-------- Input for this task --------
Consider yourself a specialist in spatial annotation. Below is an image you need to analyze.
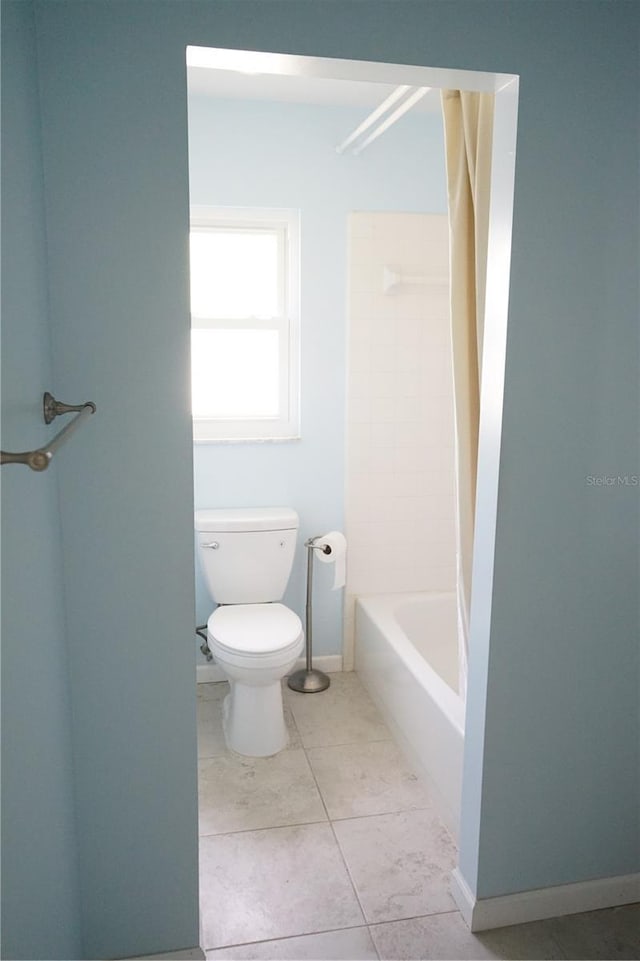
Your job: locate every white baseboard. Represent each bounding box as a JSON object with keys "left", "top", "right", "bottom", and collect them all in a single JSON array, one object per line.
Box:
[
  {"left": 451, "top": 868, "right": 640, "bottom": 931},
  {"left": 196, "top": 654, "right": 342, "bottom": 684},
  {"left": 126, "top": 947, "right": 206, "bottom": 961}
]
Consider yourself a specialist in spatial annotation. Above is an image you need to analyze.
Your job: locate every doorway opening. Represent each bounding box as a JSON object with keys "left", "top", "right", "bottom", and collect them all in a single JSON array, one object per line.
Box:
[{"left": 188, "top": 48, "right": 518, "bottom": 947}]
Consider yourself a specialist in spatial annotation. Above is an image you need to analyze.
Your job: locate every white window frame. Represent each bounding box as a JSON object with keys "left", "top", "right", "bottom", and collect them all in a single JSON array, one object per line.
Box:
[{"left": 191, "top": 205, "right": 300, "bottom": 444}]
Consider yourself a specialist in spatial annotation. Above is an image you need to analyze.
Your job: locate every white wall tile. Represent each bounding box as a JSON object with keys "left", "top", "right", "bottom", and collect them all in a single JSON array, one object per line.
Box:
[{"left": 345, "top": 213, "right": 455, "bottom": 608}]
--------
**What you should do**
Please return each line from the items above that contains the word "every". Case counts.

**Task answer**
Your job: locate every white baseboard. Represent each bounding box as a JSON object with keys "left", "top", "right", "bottom", and collect them all in a single JSON array, one object per line.
Your job: locate every doorway opening. Represent each bounding box as a JSON object with keys "left", "top", "right", "bottom", and collect them all in a single JSON array, one object per line.
Your job: locate every white window frame. Represent each bounding box as a JSON object with keys "left", "top", "right", "bottom", and collect them all in a single JSON array, one object per line.
Your job: locate every white wall tile. Represent each bounding box as a JSON object with keys "left", "top", "right", "bottom", and collect them all in a single JSON array, one object per line.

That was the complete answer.